── Source material ──
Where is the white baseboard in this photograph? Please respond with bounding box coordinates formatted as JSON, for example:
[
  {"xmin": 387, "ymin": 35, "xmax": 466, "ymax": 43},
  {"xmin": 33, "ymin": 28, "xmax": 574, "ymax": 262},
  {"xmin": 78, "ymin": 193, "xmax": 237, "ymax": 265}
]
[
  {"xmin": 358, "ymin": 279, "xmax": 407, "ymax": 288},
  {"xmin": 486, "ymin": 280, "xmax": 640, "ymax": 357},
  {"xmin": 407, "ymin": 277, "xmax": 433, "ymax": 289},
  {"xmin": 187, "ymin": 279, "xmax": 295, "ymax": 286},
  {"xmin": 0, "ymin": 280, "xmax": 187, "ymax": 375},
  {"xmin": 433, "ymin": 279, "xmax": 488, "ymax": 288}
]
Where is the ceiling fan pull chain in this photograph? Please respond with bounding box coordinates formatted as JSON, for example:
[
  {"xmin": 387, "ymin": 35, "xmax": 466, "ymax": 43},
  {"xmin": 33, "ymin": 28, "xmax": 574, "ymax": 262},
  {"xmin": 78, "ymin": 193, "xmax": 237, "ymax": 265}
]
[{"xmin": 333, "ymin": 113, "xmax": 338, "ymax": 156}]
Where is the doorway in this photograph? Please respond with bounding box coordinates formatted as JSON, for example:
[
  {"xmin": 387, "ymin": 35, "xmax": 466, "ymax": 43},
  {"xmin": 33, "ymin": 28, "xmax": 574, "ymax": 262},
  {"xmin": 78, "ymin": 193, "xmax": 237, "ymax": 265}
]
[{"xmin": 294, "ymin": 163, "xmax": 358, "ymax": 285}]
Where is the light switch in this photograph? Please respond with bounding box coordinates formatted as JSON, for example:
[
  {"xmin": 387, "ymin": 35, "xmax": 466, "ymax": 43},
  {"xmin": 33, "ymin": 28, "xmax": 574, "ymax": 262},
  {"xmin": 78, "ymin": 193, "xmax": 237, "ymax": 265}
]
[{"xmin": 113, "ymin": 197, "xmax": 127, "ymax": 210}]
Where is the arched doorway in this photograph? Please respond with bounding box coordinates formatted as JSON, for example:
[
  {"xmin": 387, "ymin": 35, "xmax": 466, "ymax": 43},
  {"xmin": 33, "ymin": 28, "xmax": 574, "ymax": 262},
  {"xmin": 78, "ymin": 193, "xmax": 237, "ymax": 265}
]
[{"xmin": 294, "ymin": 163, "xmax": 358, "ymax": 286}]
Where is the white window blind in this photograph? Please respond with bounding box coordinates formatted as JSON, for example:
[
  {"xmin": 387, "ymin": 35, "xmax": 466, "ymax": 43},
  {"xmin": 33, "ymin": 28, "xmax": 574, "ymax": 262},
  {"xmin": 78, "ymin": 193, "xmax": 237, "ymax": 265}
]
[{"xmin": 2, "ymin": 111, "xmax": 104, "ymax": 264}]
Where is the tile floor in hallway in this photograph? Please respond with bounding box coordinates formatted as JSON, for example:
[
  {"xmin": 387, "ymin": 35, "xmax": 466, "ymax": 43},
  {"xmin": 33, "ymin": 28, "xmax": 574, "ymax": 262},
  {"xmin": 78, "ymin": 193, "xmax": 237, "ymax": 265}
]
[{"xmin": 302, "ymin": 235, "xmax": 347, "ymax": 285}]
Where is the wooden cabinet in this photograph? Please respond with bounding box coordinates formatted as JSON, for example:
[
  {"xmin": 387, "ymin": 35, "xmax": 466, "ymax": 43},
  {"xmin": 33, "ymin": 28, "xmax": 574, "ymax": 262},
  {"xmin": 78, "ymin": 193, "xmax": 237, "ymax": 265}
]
───
### What the task asks
Write out the entire listing above again, reproducing every line verbatim.

### Exercise response
Where is the white baseboard in this photograph? Please respond with bounding box coordinates formatted as JSON, for example:
[
  {"xmin": 387, "ymin": 35, "xmax": 466, "ymax": 43},
  {"xmin": 33, "ymin": 28, "xmax": 574, "ymax": 262},
  {"xmin": 78, "ymin": 193, "xmax": 237, "ymax": 265}
]
[
  {"xmin": 358, "ymin": 279, "xmax": 407, "ymax": 288},
  {"xmin": 486, "ymin": 280, "xmax": 640, "ymax": 357},
  {"xmin": 407, "ymin": 277, "xmax": 433, "ymax": 289},
  {"xmin": 187, "ymin": 279, "xmax": 295, "ymax": 286},
  {"xmin": 0, "ymin": 280, "xmax": 187, "ymax": 375},
  {"xmin": 433, "ymin": 279, "xmax": 488, "ymax": 288}
]
Where is the ceiling fan pull chain in this photograph? Please respond with bounding box coordinates formatted as JSON, for example:
[
  {"xmin": 387, "ymin": 35, "xmax": 466, "ymax": 43},
  {"xmin": 33, "ymin": 28, "xmax": 574, "ymax": 262},
  {"xmin": 78, "ymin": 193, "xmax": 237, "ymax": 265}
]
[{"xmin": 333, "ymin": 113, "xmax": 338, "ymax": 156}]
Where is the doorway in this photograph? Please respond with bounding box coordinates formatted as JSON, for example:
[
  {"xmin": 387, "ymin": 35, "xmax": 466, "ymax": 43},
  {"xmin": 33, "ymin": 28, "xmax": 574, "ymax": 262},
  {"xmin": 78, "ymin": 193, "xmax": 237, "ymax": 265}
]
[{"xmin": 294, "ymin": 163, "xmax": 358, "ymax": 285}]
Where is the light switch in this photograph? Please respond with bounding box coordinates formatted as JSON, for example:
[
  {"xmin": 387, "ymin": 35, "xmax": 466, "ymax": 43},
  {"xmin": 33, "ymin": 28, "xmax": 574, "ymax": 262},
  {"xmin": 78, "ymin": 193, "xmax": 237, "ymax": 265}
]
[{"xmin": 113, "ymin": 197, "xmax": 127, "ymax": 210}]
Where is the arched doorway in this photograph? Please respond with bounding box coordinates formatted as JSON, for example:
[
  {"xmin": 387, "ymin": 35, "xmax": 466, "ymax": 43},
  {"xmin": 33, "ymin": 28, "xmax": 574, "ymax": 262},
  {"xmin": 78, "ymin": 193, "xmax": 237, "ymax": 265}
]
[{"xmin": 294, "ymin": 163, "xmax": 358, "ymax": 286}]
Where is the white window blind in this photograph? Please respond with bounding box coordinates formatted as JSON, for example:
[
  {"xmin": 387, "ymin": 35, "xmax": 466, "ymax": 43},
  {"xmin": 33, "ymin": 28, "xmax": 574, "ymax": 262},
  {"xmin": 78, "ymin": 193, "xmax": 237, "ymax": 265}
]
[{"xmin": 2, "ymin": 111, "xmax": 104, "ymax": 264}]
Where is the tile floor in hallway in this photograph? Please respond with bounding box coordinates formatted as JSON, for example:
[
  {"xmin": 387, "ymin": 35, "xmax": 466, "ymax": 43},
  {"xmin": 33, "ymin": 28, "xmax": 574, "ymax": 262},
  {"xmin": 78, "ymin": 193, "xmax": 237, "ymax": 265}
]
[{"xmin": 302, "ymin": 235, "xmax": 347, "ymax": 285}]
Where is the wooden cabinet in this photograph? Please respond with bounding box coordinates formatted as JSON, for example:
[
  {"xmin": 387, "ymin": 35, "xmax": 466, "ymax": 43},
  {"xmin": 33, "ymin": 28, "xmax": 574, "ymax": 262},
  {"xmin": 78, "ymin": 193, "xmax": 237, "ymax": 265}
]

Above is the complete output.